*Stored data*:
-- BEGIN --
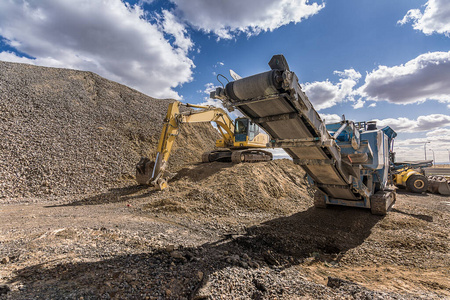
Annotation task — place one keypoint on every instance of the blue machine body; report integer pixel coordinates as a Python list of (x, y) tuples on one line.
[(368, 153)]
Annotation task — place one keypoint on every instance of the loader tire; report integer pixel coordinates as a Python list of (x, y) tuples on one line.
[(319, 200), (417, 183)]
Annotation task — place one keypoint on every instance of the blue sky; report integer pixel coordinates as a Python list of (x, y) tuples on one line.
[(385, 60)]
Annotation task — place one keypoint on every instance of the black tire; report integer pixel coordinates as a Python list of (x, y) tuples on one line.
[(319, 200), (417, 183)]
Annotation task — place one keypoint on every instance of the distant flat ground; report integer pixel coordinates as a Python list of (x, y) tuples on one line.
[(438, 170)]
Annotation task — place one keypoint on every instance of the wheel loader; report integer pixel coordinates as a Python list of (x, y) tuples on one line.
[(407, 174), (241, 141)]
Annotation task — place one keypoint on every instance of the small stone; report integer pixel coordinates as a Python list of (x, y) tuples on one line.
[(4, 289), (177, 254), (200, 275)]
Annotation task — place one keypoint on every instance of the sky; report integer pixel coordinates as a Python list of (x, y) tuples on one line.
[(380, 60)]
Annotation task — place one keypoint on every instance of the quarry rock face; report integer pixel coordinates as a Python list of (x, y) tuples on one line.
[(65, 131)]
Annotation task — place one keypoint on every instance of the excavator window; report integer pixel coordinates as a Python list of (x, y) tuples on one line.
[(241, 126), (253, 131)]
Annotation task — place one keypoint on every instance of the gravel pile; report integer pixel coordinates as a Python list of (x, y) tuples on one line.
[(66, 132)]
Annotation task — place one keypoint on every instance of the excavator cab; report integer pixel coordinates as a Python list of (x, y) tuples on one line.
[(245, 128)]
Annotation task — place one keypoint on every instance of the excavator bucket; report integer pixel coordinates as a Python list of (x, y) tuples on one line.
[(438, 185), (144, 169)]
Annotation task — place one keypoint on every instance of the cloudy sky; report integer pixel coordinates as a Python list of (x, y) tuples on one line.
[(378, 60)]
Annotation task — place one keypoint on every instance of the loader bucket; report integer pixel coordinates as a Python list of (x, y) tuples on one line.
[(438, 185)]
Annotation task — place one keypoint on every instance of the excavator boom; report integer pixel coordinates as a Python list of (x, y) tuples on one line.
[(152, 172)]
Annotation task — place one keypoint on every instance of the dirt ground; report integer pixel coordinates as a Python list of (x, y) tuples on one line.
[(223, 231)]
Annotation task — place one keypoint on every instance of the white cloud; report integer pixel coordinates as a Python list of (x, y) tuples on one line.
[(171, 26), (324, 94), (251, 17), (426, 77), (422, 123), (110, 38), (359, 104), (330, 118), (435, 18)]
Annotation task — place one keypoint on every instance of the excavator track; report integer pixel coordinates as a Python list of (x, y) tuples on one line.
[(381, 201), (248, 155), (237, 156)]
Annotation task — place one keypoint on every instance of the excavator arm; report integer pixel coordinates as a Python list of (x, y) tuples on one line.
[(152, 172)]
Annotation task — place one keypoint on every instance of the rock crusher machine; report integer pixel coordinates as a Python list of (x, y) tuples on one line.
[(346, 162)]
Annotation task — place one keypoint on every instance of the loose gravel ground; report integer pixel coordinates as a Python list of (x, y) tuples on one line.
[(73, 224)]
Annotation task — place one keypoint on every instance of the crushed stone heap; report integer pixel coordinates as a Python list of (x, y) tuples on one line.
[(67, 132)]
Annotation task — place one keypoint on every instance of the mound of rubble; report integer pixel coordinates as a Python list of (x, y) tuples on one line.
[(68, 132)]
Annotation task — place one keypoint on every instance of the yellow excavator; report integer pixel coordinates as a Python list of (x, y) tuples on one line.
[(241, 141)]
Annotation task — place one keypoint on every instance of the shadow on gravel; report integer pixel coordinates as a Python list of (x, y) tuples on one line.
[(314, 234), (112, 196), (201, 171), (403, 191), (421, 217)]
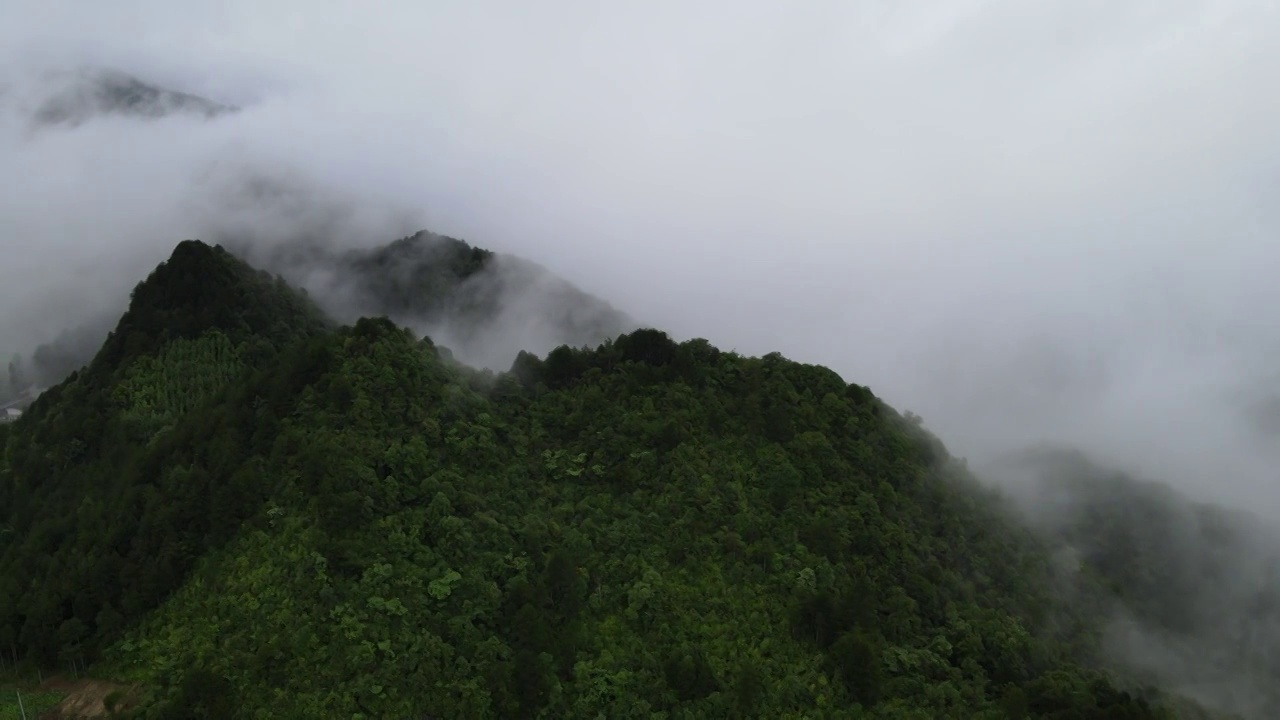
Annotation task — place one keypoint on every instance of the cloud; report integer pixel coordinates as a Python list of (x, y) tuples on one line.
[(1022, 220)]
-- END --
-- BEGIN --
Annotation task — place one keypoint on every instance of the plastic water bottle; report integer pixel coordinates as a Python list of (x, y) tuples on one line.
-- END --
*What you need to do*: Copy out word for word everything above from the line containing "of the mound" down to the line containing "[(1022, 220)]", including both of those lines. Leave the pictures out of your answer.

*Reply to the task*:
Annotation task — place one keypoint on every instance of the mound of rubble; report integer pixel coordinates as a Python list of (x, y) tuples on one line.
[(68, 132)]
Annotation task — place one keypoint on every instance of the yellow excavator; report integer pixel coordinates as a Python list of (x, y) tuples on one line.
[(241, 141)]
Annotation task — place one keypoint on every instance of the shadow on gravel; report integer pixel coordinates as a Python list of (x, y) tuples on one line.
[(314, 234), (112, 196), (201, 171), (403, 191), (421, 217)]
Annotation task — place one keypoint on every instance of the cloud; report integer pixel coordinates as a Python list of (x, y) tuples on one line.
[(1022, 220)]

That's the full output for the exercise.